"""
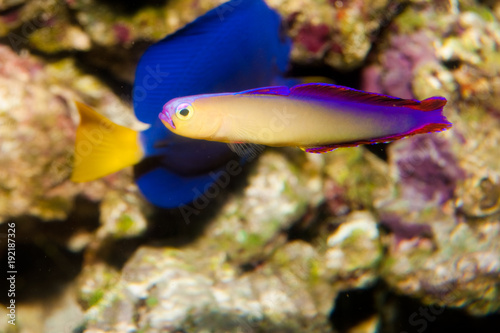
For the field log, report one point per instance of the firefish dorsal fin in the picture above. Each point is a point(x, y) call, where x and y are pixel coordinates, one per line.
point(346, 94)
point(102, 147)
point(280, 91)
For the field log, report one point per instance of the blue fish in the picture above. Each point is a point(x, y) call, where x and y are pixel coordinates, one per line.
point(237, 46)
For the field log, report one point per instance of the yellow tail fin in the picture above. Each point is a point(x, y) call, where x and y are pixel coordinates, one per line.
point(102, 147)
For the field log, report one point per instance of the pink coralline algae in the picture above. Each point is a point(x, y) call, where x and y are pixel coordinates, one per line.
point(427, 169)
point(398, 63)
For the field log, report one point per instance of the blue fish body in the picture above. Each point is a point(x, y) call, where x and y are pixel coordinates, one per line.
point(236, 46)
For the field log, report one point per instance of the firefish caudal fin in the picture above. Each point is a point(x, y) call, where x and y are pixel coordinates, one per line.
point(432, 115)
point(102, 147)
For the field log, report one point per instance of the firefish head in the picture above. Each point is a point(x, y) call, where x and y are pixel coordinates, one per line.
point(191, 117)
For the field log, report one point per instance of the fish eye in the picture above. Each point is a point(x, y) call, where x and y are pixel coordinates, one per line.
point(184, 111)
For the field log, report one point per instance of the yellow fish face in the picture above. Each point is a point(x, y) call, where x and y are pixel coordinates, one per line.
point(183, 117)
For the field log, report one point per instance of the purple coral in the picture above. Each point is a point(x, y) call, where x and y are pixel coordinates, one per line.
point(426, 168)
point(313, 37)
point(394, 74)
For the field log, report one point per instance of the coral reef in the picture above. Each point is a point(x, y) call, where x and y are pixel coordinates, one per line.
point(292, 232)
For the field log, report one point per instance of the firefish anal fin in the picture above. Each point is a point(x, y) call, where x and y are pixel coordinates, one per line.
point(427, 128)
point(102, 147)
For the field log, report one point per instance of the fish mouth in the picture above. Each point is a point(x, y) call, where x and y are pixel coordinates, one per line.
point(165, 118)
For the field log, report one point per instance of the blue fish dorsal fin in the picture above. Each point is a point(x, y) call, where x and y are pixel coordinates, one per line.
point(282, 91)
point(345, 94)
point(233, 47)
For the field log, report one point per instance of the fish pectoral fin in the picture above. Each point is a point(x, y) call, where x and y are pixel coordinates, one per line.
point(102, 147)
point(320, 149)
point(248, 151)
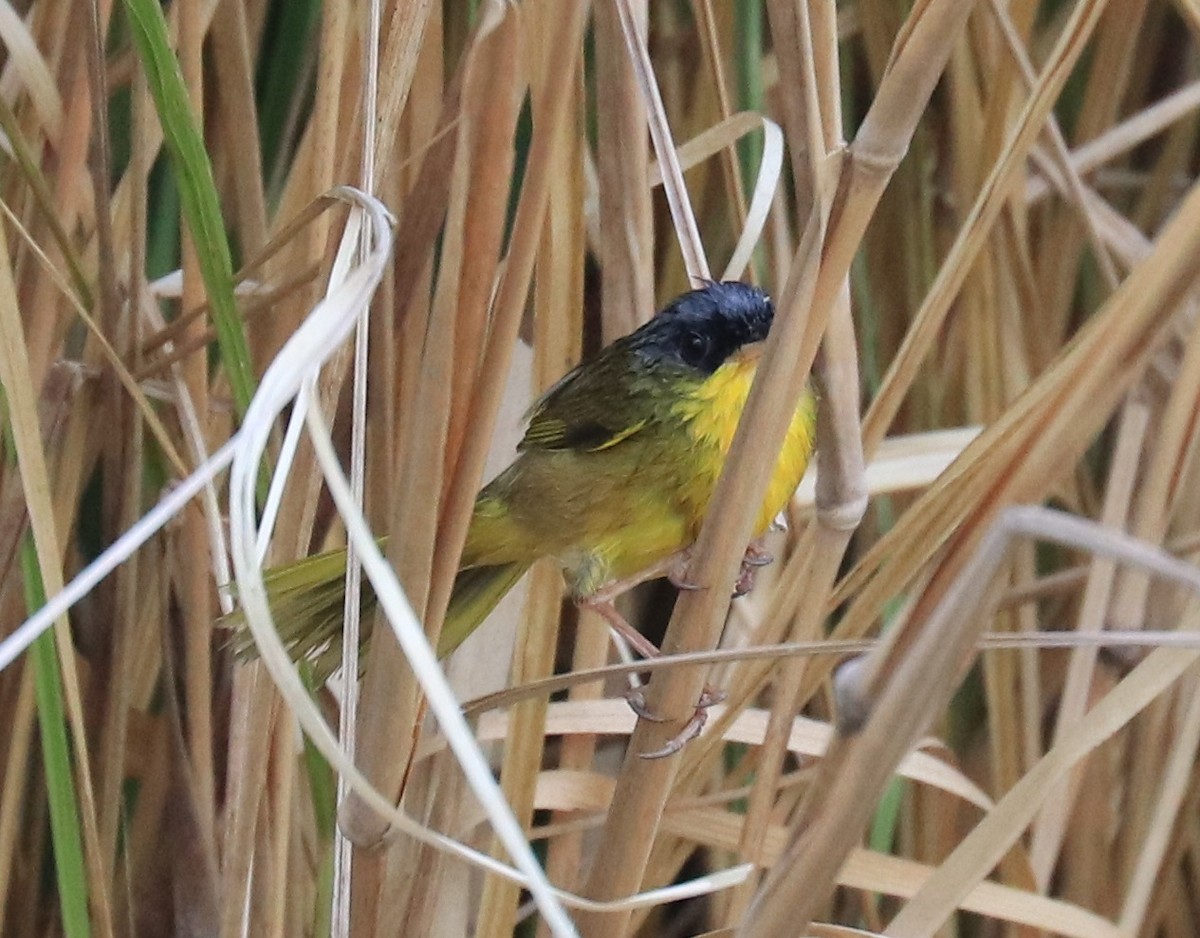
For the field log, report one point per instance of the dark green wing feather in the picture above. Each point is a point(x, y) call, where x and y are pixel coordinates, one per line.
point(589, 409)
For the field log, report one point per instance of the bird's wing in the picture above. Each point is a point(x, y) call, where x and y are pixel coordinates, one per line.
point(589, 409)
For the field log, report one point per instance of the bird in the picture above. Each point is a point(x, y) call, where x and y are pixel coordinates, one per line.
point(612, 479)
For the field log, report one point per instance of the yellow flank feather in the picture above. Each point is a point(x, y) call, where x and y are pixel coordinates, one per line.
point(711, 415)
point(615, 474)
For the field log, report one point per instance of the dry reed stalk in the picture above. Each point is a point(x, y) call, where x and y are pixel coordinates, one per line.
point(1020, 282)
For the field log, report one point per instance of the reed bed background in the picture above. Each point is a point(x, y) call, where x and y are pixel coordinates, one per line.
point(985, 218)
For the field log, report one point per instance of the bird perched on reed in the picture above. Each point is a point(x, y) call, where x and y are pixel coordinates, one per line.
point(612, 479)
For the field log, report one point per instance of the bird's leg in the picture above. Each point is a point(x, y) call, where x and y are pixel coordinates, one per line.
point(601, 603)
point(755, 557)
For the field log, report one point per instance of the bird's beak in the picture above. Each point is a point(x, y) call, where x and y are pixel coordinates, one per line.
point(749, 353)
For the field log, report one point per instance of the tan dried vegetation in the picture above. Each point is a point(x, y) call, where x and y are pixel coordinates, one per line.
point(988, 223)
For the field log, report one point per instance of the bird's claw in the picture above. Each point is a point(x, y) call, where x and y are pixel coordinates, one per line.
point(691, 729)
point(755, 557)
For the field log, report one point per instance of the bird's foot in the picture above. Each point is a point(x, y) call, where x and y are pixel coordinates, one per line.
point(693, 728)
point(754, 558)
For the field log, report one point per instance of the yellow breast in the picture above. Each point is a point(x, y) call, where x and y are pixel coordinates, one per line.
point(712, 414)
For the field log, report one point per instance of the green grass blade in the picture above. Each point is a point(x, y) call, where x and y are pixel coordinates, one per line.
point(197, 190)
point(65, 830)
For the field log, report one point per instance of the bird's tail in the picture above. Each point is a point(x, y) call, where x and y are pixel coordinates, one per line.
point(477, 590)
point(307, 601)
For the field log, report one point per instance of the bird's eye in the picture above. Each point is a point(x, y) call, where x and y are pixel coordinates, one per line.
point(695, 348)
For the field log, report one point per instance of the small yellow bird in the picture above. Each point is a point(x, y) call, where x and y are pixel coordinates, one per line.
point(612, 479)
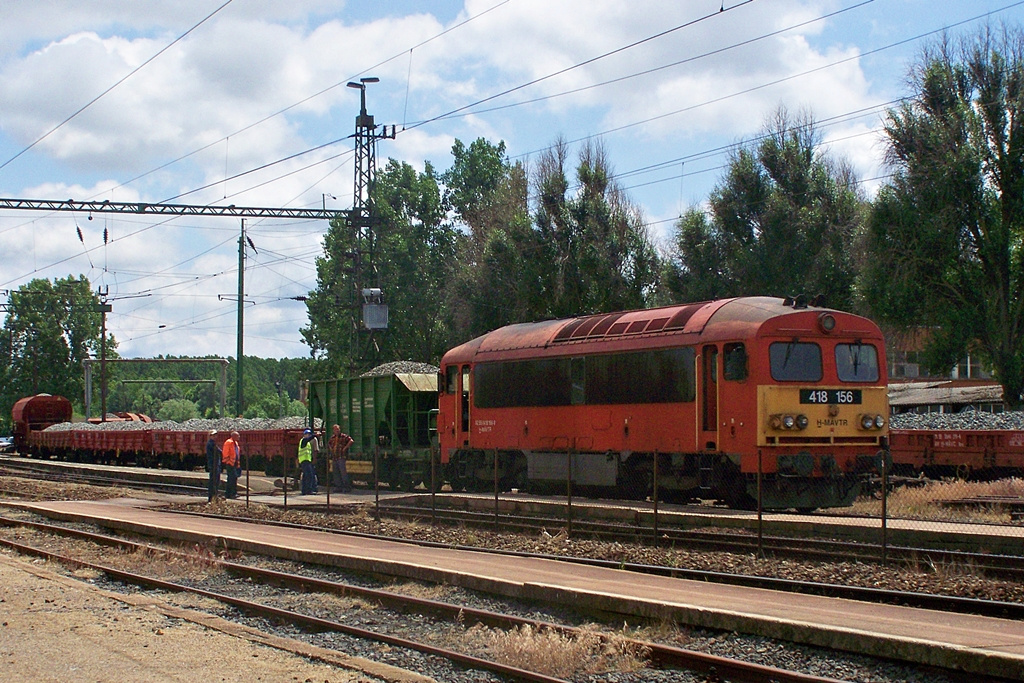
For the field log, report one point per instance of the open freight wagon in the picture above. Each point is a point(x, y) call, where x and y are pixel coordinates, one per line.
point(392, 420)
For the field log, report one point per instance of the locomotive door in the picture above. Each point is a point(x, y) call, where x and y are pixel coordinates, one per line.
point(709, 397)
point(464, 400)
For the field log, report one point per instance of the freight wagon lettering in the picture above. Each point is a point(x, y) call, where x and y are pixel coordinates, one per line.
point(948, 440)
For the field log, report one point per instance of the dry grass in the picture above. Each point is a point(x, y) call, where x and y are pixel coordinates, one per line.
point(931, 501)
point(196, 563)
point(555, 653)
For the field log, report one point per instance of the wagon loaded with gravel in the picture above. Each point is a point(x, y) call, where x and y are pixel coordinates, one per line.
point(391, 415)
point(43, 429)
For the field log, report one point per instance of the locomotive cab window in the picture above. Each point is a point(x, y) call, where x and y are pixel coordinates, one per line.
point(857, 363)
point(735, 363)
point(452, 379)
point(795, 361)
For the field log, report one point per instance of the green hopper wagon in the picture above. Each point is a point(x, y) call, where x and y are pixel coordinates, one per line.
point(392, 420)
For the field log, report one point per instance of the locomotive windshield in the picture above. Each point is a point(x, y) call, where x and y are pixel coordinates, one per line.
point(856, 363)
point(795, 361)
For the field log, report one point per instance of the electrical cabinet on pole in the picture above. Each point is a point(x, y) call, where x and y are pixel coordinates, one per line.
point(368, 303)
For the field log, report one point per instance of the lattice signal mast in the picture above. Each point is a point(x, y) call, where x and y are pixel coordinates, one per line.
point(370, 312)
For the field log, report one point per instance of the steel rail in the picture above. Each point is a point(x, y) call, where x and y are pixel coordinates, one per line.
point(168, 209)
point(291, 616)
point(948, 603)
point(95, 479)
point(664, 655)
point(1003, 565)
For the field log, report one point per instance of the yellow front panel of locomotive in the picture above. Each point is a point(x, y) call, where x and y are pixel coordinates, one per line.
point(791, 415)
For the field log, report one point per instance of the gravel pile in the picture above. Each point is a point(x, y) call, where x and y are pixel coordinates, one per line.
point(401, 368)
point(963, 420)
point(220, 424)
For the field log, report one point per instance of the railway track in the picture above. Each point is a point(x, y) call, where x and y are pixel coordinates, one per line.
"""
■ THE EXERCISE ■
Rescale the items from the line that contains "of the electrical" through the line that contains "point(791, 415)", both of those lines included. Write out every line in that range in full, including each item's wording, and multiply every coordinate in the answers by 1.5, rounding to whole numbers with halves rounded up.

■ ANSWER BELOW ■
For the field log, report one point per instance of the electrical cabinet on pole in the picture above. Each point is a point(x, y) call, where x and y are pixel coordinates, one per line.
point(552, 455)
For the field log, report one point per instance of the lattice signal mast in the picture above. Each point is a point(x, y) call, where x and y are pixel coordinates, one per line.
point(555, 468)
For the field log, report one point per instance of the steel rail in the picture above. Each point is a point(x, y) call, where x and y are pixel coordinates, one per line.
point(252, 314)
point(437, 924)
point(1422, 905)
point(143, 719)
point(996, 983)
point(1505, 848)
For the field log, report one point per instance of the yellow front panel of locomotive in the picture above. Each point is a point(x, y) call, where x and y are pixel coordinates, one per line.
point(1187, 623)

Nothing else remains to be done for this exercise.